### Исходный текст

•••

Дорогой Данила Кириллович! Прочтя Ваше дружественное письмо, я расчувствовался, и у меня в душе зашевелилось чуть ли не желание вернуться в Россию. Но… Посудите сами: мне скоро исполнится 68 лет. Это такой возраст, когда стариков нужно гнать в шею. Где же мне переселяться на новое место и браться за управление большим институтом. К тому же я хотя и враг всякой политики, но все же мне было бы невозможно присутствовать равнодушно при виде того разрушения науки, которое теперь с таким цинизмом производится в России. В конце концов я решил доживать конец моей научной деятельности на старом месте… Видимо, здесь мне придется сложить и мои кости.
…Нобелевская премия дает мне возможность заткнуть дыры, возникшие в имуществе супруги. К тому же я могу теперь не писать статей в популярные журналы ради заработка по 100 франков, а употребить остатки своей работоспособности исключительно на научное дело. Как видим, не так то сладко жилось великому ученому в Париже.
Неотвратимо наступала старость. Ученому нанес визит публицист, намеревавшийся писать его биографию. Илья Ильич посоветовался с супругой.
– Сама идея правильна, может, твоя жизнь, деятельность и послужили бы примером для научной молодежи, – высказала свое мнение Ольга Николаевна. – Вот только что меня беспокоит: если за жизнеописание берется человек со стороны, даже и талантливый, он не сможет отразить все нюансы его жизни, души, умонастроения. Тем более, частную сторону жизни – чтобы разобраться в ней, необходимо, считаю, долго и близко общаться с человеком.
– Так что же ты предлагаешь, дорогая?
– Извини за дерзость – у меня возникла мысль самой написать твою биографию. Как никак, половину жизни мы прожили вместе. Кто тебя лучше знает, чем я?
– Да, это так…
И Ольга Николаевна принялась за работу. Вот фрагмент из ее воспоминаний:
«Того, о ком пишу, уже нет. Без его содействия я не могла бы выполнить своей задачи. Часто, когда он не был слишком утомлен дневной работой, после обеда, удобно усевшись в свое большое кресло, он принимался, со свойственным ему оживлением, яркостью и ясностью, рассказывать мне какой-нибудь эпизод своего прошлого…
Я успела прочесть ему набросок первой части биографии и несколько глав второй, тогда еще только начатой. Сколько незабываемых вечеров провели мы таким образом. Он дорожил этой биографией, считал, что история развития человеческой мысли, характера и жизни всегда представляет интересный психологический документ. Во время длительной тяжкой болезни он часто настаивал, чтобы я рассказала «последнюю главу» его жизни, надеясь своим отношением к смерти уменьшить страх других перед нею. Он говорил: люди редко сознательно доживают свой век; еще реже достигают они развития «инстинкта смерти», потому такой пример интересен и должен быть описан. По мере сил своих исполняю его волю. Единственная цель этого простого, но правдивого рассказа – показать Илью Ильича, каким он был, а таким он – опора и поучение».

•••

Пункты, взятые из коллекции
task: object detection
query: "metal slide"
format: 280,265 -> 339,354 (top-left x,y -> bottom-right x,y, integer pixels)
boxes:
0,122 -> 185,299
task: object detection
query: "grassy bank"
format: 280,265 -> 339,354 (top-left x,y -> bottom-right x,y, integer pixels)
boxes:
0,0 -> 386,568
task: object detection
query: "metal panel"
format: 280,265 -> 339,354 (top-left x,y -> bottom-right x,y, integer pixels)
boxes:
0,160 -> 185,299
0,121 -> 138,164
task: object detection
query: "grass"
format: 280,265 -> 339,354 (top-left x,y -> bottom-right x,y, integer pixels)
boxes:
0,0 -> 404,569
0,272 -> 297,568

•••

### Задание
Объясните в одном–трех предложениях, почему, согласно исходному тексту, Ольга Николаевна решила сама написать биографию Ильи Ильича. Эти пункты никак не связаны с исходным текстом.

### Ответ
Ольга Николаевна считала, что человек со стороны, даже талантливый, не сможет отразить все нюансы жизни, души и умонастроения Ильи Ильича. Особенно это касается частной стороны его жизни: чтобы в ней разобраться, нужно долго и близко общаться с человеком. Она же прожила с ним половину жизни и знала его лучше всех.